▶ Excerpted text:
SC issues notice to Centre seeking moratorium on commercialization of Genetically Engineered crops
A Bench of Justice AR Lakshmanan and Justice Altmas Kabir issued notices to the ministries of Environment & Forests, Science & Technology and Agriculture, reports Satya Prakash.india Updated: Nov 09, 2006 01:56 IST
The Supreme Court on Wednesday issued notice to the Centre on a PIL seeking a moratorium on commercialization of Genetically Engineered variety of crops until a competent regulatory structure and rules were put in place.
A Bench of Justice AR Lakshmanan and Justice Altmas Kabir issued notices to the ministries of Environment & Forests, Science & Technology and Agriculture after 'Gene Campaign' counsel Sanjay Parikh mentioned its application for an urgent hearing.
Parikh urged the court to direct the authorities to stop commercialization of
Genetically Engineered variety of crops until the outdated 1989 regulatory regime was updated.
The NGO sought a moratorium on the ground that the 1989 rules for manufacture, use, import, export and storage of hazardous micro-organisms, genetically engineered organisms or cells did not take into account the environmental norms generally followed in other countries.
It contended the moratorium was necessary for protecting environment and public health, protected under the right to life under Article 21 of the Constitution.
On a similar PIL by environmentalist Aruna Rodrigues, the court recently restrained the government from allowing any new field trials for Genetically Modified (GM) crops. The Government has, however, sought lifting of the interim ban.
Gene Campaign, which moved the court on the issue two years ago, has also sought a direction to authorities to make public all data relevant for determining environment and health safety standards.
Parikh said the latest application was moved after the authorities refused to divulge "toxicity" and "allergenicity" data generated on trans-genic crops that were yet to get approval for commercial cultivation.
The NGO said the authorities refused to provide such data under the RTI Act on the ground that these were intellectual property of the companies and had a commercial value. The disclosure would adversely affect the competitive advantage of the company generating the data, it was said.
The authorities had further said that data could be provided only for crops, which had already been released and that too after issuing notice to the companies producing them.

▶ Supplied material:

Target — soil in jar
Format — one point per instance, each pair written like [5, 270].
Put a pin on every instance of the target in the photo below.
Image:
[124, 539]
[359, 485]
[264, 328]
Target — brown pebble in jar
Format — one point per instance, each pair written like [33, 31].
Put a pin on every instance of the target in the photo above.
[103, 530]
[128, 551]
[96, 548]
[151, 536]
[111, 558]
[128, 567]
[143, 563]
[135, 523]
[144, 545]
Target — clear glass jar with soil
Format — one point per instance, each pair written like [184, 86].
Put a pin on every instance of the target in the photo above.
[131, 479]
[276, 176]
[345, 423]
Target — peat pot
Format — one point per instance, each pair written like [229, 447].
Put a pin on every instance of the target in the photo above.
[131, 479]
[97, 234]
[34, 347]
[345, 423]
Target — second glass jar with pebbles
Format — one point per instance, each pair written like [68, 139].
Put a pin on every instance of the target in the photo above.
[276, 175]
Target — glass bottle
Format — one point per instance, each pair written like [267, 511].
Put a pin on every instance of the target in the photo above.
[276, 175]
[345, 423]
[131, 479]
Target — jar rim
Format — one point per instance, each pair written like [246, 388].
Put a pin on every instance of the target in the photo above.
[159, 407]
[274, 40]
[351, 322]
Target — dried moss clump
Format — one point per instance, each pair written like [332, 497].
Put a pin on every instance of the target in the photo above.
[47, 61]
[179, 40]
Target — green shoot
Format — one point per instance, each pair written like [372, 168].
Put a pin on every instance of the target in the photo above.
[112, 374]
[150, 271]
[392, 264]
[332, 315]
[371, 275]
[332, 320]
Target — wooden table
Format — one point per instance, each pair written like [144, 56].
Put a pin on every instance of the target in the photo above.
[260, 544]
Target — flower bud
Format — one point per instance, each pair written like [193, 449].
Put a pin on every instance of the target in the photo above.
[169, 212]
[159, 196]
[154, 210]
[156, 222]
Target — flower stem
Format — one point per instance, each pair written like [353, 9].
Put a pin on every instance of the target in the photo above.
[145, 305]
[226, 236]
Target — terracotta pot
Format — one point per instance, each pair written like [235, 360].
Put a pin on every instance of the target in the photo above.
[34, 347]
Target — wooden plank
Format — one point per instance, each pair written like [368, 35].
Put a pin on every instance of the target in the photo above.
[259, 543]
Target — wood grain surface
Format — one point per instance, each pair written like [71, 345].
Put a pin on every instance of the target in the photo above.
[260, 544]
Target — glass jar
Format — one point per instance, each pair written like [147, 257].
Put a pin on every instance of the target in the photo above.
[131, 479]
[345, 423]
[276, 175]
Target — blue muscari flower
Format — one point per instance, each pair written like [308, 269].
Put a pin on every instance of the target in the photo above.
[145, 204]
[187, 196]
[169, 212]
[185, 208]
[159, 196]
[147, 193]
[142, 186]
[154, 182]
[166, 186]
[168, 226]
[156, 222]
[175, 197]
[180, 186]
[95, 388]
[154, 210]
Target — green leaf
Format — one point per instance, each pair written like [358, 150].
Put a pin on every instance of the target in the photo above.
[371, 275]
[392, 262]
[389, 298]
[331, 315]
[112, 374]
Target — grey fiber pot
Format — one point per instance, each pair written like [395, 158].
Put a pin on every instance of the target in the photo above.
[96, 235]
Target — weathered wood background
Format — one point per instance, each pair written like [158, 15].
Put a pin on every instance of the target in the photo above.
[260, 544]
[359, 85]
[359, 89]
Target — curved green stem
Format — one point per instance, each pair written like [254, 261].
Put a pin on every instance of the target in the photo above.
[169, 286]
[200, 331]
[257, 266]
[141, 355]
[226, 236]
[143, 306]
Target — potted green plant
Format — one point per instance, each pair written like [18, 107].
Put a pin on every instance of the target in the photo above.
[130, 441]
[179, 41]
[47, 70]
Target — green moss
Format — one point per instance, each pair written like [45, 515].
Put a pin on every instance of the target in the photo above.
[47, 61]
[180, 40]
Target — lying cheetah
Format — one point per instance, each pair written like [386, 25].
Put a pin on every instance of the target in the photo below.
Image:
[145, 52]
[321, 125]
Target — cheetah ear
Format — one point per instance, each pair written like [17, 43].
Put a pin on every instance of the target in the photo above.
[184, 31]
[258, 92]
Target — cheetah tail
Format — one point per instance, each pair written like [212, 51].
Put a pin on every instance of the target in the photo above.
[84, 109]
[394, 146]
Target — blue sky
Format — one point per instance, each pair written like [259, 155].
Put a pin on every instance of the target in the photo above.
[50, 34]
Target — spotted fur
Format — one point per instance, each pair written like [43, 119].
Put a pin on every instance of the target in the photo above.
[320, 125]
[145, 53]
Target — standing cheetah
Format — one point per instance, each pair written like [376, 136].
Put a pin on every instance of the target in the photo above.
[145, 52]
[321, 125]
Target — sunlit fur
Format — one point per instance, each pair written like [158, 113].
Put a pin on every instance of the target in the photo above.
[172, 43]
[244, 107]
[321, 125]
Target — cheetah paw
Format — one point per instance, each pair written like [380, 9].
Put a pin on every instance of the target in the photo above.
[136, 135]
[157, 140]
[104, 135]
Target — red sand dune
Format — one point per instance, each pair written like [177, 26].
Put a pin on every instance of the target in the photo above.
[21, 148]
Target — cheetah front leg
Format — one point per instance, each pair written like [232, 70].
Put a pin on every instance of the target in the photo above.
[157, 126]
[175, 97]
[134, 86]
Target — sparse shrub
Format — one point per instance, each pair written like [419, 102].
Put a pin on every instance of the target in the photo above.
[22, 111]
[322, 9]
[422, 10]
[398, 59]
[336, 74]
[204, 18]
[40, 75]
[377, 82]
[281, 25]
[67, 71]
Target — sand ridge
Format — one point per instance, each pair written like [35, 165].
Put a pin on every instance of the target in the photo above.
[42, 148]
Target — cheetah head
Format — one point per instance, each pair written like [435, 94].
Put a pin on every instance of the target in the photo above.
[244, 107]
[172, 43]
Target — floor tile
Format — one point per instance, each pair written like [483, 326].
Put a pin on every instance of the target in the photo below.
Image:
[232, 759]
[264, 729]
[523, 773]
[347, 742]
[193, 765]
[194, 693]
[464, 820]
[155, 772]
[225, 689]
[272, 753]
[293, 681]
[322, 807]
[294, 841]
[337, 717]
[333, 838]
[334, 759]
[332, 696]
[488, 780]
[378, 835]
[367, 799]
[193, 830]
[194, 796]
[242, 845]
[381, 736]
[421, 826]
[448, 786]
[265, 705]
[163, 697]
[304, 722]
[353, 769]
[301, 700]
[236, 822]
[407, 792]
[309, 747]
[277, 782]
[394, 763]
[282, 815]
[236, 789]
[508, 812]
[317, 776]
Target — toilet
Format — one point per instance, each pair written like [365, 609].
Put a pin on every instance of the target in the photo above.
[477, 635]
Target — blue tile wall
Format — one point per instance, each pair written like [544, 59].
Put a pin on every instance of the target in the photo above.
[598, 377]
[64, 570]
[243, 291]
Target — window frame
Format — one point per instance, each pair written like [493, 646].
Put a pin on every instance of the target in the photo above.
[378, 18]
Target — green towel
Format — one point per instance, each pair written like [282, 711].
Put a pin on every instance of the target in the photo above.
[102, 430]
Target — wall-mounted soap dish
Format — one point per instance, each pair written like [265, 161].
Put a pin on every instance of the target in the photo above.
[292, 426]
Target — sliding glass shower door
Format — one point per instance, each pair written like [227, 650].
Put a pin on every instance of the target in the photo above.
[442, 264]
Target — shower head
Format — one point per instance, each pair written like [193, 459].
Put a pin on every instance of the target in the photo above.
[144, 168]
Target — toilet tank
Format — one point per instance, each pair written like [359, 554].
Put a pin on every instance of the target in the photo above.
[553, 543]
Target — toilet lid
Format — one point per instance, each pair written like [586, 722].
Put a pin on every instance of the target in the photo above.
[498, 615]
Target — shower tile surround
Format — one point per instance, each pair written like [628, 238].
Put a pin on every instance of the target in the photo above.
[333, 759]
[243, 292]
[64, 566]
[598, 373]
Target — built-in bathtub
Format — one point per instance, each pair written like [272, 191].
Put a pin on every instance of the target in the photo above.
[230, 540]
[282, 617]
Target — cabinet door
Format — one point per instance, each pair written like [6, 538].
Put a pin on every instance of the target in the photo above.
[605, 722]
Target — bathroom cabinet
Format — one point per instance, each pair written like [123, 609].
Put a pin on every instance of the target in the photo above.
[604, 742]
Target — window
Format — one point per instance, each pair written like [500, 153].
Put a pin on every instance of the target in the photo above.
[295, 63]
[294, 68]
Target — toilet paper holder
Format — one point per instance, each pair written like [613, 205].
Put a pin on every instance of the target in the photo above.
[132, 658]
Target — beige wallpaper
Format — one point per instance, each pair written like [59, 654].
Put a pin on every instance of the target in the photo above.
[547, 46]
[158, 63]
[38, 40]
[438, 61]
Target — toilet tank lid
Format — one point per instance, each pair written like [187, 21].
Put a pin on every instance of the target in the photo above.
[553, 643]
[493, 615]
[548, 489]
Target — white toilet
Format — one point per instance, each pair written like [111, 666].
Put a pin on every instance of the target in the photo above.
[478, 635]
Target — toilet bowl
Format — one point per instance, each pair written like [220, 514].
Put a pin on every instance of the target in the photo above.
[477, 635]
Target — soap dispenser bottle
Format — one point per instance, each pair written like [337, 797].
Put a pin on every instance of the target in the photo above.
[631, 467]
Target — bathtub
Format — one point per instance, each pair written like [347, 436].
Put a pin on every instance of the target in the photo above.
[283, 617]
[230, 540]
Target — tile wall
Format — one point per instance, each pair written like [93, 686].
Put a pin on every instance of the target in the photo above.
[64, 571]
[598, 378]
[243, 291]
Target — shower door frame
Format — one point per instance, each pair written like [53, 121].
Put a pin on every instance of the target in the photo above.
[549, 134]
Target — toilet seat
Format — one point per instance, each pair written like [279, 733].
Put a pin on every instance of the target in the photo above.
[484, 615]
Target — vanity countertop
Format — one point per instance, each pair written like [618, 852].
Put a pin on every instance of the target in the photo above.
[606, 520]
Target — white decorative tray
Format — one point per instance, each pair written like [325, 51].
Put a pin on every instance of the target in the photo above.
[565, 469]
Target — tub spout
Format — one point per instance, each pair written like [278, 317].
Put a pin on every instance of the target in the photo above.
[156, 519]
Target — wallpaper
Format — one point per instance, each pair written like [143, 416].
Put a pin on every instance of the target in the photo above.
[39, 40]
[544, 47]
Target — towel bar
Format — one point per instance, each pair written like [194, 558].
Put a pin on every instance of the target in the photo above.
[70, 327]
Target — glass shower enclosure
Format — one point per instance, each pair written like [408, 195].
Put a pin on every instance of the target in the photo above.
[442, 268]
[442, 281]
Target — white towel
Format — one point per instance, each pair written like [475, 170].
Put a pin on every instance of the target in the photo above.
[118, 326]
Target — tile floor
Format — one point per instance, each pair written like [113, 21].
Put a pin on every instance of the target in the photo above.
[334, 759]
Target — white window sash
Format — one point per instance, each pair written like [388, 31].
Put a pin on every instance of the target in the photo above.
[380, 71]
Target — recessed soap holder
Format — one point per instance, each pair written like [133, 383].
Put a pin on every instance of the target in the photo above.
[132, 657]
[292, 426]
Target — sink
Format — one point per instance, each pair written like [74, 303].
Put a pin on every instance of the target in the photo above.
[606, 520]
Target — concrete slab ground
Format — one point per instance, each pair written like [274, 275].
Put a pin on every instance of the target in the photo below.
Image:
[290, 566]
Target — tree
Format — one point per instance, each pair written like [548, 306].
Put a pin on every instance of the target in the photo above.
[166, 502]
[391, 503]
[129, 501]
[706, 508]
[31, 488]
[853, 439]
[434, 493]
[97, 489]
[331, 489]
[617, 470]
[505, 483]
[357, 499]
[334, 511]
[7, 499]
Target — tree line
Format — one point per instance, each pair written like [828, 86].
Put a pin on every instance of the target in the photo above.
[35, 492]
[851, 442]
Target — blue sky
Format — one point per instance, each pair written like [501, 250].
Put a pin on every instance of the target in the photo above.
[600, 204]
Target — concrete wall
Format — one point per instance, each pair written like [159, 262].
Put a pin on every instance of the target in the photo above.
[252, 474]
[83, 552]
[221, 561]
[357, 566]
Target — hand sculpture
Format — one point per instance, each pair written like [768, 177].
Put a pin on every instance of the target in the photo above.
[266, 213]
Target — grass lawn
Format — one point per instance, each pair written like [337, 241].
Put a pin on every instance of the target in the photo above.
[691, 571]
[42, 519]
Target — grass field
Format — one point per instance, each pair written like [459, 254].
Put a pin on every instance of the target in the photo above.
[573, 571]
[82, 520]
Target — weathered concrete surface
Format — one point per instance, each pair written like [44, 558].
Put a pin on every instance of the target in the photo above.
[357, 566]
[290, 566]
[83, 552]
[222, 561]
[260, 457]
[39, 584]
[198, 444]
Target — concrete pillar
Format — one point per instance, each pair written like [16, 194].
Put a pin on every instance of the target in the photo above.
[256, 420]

▶ Task instructions:
A - From the Supreme Court article, return the passage starting with "Parikh urged the" and going on through "the interim ban.", copied word for word.
B - According to the Supreme Court article, who was the counsel for Gene Campaign?
C - List every activity that the Supreme Court article says the 1989 rules govern for hazardous micro-organisms and genetically engineered organisms or cells.

▶ Task solutions:
A -
Parikh urged the court to direct the authorities to stop commercialization of
Genetically Engineered variety of crops until the outdated 1989 regulatory regime was updated.
The NGO sought a moratorium on the ground that the 1989 rules for manufacture, use, import, export and storage of hazardous micro-organisms, genetically engineered organisms or cells did not take into account the environmental norms generally followed in other countries.
It contended the moratorium was necessary for protecting environment and public health, protected under the right to life under Article 21 of the Constitution.
On a similar PIL by environmentalist Aruna Rodrigues, the court recently restrained the government from allowing any new field trials for Genetically Modified (GM) crops. The Government has, however, sought lifting of the interim ban.

B - Sanjay Parikh

C - manufacture, use, import, export, storage